TEXT BLOCK:
%%
A chance of successful blood feeding of female mosquitoes depends on the efficiency of alteration of the host hemostatic response (platelet activation and aggregation, local vasoconstriction, and coagulation), inflammatory, and immune systems . Results from the proteomic approach used in this study confirmed that An. campestris-like used at least anti-platelet aggregation (apyrase and anti-platelet protein), and anti-inflammatory (D7and D7-related) proteins to facilitate blood feeding. Although analysis in terms of putative functional association networks among the depleted proteins using STRING 9.0 Server ,  (http://www.string-db.org) was performed in this study, no predicted confident association was reported (unpublished data). Further investigation on the functions of salivary gland proteins could be performed using transient RNAi gene-silencing assays on the salivary transcribed genes and examining how they influence the mosquito feeding and probing behavior on a vertebrate host and pathogen infected mosquitoes. Also the mechanism that would allow, for example, depletion of approximately 50% of one protein and 75% of another is unknown. However, it is known that individual proteins are not distributed evenly between different parts and lobes of salivary glands, so this may explain differential depletion. More studies on other mosquito species and using different methods of feeding, for example, artificial membrane feeding might provide some clues for explanation of the secretion mechanism in mosquito salivary glands.
Surprisingly, for An. camprestris-like, two protein spots (SN4 and 16) disappeared in the unfed females from the control group (17–18 days post emergence) and both unfed and blood fed mosquitoes from the second blood meal groups (17–18 days post emergence and 14 days after the 1st blood meal). The result indicates that both protein spots were absent in old-aged female mosquitoes from at least day 17 post emergence. It suggests that the proteins may not be involved in blood feeding and transmission of malaria sporozoites in An. camprestris-like of the same age. However, it is interesting to identify and characterize these proteins in other mosquito species, whether they are involved in blood feeding and transmission of pathogens or not before any conclusions should be drawn.
%%
Records excerpted from a collection:
%%
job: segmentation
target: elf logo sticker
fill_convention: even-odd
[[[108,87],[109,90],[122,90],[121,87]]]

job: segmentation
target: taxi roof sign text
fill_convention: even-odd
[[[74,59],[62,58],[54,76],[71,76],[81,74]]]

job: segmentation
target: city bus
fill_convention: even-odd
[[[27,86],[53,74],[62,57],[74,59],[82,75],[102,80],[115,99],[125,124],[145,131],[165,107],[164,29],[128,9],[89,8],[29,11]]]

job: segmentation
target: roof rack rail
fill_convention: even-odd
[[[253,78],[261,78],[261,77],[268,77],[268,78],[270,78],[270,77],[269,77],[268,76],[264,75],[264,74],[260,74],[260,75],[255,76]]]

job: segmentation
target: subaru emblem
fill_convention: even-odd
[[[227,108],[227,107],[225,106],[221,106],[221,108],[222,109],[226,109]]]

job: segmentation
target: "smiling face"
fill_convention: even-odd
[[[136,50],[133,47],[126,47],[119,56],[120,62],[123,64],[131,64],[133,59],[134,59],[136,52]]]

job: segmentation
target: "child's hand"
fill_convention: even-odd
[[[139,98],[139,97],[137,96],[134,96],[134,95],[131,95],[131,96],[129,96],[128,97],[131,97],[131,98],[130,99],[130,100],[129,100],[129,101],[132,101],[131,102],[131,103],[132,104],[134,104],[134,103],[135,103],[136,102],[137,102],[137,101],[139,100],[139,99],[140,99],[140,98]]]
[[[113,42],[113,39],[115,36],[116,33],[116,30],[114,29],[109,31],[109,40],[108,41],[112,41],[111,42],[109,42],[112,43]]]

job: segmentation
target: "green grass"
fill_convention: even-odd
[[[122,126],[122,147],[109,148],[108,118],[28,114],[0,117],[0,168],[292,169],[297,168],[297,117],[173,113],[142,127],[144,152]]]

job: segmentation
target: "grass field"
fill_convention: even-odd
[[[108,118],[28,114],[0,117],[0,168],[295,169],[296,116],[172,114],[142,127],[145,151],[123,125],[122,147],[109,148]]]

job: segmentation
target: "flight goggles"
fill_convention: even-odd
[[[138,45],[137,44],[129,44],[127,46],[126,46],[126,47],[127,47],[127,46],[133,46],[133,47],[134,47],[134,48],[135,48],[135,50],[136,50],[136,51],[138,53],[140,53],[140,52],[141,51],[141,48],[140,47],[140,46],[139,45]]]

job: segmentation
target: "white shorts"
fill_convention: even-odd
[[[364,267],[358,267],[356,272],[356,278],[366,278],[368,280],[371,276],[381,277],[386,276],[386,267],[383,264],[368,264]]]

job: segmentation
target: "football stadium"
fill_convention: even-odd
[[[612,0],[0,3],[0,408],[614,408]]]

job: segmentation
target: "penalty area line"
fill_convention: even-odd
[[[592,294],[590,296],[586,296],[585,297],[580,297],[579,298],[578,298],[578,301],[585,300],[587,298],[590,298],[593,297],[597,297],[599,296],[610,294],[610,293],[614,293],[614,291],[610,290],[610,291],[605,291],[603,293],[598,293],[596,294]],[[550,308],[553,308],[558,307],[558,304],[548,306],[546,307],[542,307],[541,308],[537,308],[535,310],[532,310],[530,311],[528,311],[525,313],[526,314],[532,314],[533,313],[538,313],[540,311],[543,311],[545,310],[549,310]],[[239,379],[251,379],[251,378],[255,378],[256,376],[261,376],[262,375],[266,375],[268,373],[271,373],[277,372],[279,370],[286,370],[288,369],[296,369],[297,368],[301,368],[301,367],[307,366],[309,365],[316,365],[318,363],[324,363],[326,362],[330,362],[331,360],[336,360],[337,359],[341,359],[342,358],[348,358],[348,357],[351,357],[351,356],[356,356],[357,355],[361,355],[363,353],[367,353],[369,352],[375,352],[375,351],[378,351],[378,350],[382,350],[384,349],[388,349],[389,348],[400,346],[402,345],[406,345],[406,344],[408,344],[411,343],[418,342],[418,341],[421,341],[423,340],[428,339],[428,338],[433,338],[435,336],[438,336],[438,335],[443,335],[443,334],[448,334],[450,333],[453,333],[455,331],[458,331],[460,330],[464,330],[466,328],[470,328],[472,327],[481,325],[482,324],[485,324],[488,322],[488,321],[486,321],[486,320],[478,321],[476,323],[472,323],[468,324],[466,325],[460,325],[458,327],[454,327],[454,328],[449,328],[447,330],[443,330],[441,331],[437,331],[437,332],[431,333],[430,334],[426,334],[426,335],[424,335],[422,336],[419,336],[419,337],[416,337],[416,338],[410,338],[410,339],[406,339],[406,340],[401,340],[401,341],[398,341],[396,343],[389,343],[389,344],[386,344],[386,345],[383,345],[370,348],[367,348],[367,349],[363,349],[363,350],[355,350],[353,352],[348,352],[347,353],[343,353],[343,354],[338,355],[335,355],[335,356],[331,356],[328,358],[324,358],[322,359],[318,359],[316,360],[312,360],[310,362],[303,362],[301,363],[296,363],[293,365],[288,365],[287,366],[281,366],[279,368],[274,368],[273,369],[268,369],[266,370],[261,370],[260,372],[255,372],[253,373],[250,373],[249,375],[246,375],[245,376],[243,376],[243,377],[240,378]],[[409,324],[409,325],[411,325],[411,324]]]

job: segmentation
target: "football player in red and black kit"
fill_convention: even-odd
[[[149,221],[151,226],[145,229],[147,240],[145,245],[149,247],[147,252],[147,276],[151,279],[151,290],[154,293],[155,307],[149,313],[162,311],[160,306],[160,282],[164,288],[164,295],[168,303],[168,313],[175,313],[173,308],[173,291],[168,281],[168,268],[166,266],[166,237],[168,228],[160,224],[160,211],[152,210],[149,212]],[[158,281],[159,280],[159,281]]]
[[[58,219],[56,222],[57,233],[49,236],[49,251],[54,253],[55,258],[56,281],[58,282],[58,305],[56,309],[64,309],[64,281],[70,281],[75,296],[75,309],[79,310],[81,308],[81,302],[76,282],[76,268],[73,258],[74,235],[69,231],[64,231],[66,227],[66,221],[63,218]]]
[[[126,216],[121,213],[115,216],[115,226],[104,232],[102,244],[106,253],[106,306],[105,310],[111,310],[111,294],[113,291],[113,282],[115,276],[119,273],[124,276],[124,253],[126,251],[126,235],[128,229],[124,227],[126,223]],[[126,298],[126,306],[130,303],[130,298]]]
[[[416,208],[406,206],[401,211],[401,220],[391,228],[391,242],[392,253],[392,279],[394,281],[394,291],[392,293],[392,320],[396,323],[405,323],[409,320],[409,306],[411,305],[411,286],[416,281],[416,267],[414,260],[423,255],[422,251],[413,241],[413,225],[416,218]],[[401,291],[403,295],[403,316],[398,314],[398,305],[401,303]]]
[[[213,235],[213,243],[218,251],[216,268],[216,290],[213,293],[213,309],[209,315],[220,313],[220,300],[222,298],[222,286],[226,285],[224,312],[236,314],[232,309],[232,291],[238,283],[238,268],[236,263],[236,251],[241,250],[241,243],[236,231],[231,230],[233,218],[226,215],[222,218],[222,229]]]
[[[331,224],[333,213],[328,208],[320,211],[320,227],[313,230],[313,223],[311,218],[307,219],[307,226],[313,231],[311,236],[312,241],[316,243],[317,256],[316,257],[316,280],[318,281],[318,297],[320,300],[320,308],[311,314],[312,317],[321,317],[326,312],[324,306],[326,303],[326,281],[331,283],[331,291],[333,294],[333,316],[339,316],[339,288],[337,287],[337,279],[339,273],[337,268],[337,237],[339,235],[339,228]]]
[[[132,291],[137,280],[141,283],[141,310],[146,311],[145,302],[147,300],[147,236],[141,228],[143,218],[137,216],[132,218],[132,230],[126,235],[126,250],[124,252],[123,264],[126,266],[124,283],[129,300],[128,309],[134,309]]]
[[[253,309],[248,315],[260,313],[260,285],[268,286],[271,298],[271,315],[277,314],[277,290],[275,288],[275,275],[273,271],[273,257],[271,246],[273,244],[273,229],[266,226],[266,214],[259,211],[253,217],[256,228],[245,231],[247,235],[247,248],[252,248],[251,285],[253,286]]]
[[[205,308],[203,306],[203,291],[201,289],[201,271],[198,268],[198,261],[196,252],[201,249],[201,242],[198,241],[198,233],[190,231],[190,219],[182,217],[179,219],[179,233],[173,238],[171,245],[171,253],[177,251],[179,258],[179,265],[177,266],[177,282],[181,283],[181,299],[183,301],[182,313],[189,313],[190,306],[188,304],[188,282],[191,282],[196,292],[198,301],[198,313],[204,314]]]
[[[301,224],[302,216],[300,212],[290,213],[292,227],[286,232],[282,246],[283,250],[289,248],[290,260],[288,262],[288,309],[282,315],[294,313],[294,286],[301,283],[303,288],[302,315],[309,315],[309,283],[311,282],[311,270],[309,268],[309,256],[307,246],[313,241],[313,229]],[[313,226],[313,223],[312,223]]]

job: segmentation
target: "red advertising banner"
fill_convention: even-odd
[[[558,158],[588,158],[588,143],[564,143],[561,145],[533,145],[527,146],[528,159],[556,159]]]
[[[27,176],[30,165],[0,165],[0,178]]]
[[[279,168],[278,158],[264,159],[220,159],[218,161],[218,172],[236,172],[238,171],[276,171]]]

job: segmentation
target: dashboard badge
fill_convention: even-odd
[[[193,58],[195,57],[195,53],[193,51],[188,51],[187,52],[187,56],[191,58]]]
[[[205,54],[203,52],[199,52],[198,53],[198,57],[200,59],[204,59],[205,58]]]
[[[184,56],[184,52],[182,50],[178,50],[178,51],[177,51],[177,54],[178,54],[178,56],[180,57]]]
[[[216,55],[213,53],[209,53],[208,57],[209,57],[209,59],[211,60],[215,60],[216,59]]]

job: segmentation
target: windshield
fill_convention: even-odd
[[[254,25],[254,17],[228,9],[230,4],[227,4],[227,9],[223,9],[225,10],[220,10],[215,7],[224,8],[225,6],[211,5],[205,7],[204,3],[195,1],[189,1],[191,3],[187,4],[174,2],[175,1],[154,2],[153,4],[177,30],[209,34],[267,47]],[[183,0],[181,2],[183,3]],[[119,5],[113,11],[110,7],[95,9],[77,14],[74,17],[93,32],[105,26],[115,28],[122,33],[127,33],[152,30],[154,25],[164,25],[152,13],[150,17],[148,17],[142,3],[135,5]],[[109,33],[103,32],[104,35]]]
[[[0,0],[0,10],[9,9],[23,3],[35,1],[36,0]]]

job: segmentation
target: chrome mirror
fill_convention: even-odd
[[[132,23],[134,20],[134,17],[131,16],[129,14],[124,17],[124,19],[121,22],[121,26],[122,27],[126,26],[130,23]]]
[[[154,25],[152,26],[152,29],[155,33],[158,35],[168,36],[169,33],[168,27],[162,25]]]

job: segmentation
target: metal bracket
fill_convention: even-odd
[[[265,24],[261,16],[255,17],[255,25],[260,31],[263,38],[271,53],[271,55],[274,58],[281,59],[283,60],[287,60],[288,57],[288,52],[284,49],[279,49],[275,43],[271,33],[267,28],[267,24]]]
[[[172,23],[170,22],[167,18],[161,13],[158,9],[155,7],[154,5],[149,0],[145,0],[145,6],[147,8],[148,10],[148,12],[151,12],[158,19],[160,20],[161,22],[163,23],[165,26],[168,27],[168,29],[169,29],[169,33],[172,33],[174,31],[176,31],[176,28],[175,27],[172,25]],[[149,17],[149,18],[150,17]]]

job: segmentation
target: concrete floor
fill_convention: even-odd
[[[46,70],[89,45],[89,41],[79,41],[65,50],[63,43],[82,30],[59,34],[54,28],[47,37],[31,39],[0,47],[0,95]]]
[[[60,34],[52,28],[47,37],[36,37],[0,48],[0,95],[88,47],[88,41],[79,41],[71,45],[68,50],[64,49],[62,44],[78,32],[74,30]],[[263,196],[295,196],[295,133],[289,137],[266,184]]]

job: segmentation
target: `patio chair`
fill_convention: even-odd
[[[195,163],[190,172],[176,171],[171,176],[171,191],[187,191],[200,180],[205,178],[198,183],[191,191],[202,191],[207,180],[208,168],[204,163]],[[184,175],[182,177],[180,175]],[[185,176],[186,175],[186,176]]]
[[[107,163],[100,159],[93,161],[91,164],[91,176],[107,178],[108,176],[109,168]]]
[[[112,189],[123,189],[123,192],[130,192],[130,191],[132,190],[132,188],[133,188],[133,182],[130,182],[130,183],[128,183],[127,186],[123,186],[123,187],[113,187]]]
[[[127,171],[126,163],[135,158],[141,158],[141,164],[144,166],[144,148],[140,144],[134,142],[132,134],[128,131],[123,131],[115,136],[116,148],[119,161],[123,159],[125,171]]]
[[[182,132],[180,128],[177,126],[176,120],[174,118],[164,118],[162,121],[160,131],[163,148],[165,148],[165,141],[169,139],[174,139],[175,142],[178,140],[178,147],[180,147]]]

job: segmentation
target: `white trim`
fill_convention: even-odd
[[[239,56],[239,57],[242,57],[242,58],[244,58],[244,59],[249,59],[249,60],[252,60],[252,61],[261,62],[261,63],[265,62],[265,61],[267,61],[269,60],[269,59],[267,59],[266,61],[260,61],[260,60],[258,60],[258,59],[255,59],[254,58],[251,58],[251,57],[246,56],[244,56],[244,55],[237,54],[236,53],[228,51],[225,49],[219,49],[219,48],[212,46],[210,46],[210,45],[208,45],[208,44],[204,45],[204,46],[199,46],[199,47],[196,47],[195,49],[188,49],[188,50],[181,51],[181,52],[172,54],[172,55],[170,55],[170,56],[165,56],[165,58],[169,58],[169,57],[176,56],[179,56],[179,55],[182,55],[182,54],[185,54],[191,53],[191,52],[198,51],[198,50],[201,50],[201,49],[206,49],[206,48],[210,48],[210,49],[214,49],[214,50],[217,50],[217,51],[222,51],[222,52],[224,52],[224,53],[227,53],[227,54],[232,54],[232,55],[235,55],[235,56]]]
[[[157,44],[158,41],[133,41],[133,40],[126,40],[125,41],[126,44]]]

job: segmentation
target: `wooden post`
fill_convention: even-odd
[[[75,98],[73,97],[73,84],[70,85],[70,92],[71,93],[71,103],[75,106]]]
%%
REQUIRED ACTION:
Could you continue the passage on mosquito salivary gland proteins, starting after its final sentence?

RESPONSE AREA:
To our knowledge, this study presents for the first time the salivary gland proteins that are involved in the second blood feeding on the day corresponding to the transmission period of the sporozoites to new mammalian hosts. The consequence of the changes of the proteins suggests that these proteins not only facilitated blood feeding but may play a role in malaria parasite transmission to the a new host. In particular the four proteins that were depleted more at second blood feed compared to the first are of interest: serine/threonine-protein kinase rio3; cyclophilin A, putative; short form D7r1; and gSG6 protein. The little that is known regarding the function of these proteins in blood feeding is discussed above. It should be noted that these changes are correlations and do not prove any direct function in enhancing transmission, the changes in composition are dynamic and complex, and there is no obvious reason why they should be useful for transmission. However, their role can be tested in functional analyses of malarial-infected salivary glands of An. campestris-like and other mosquito vectors and this would test their association with parasite transmission and the physiological processes that occur during blood feeding.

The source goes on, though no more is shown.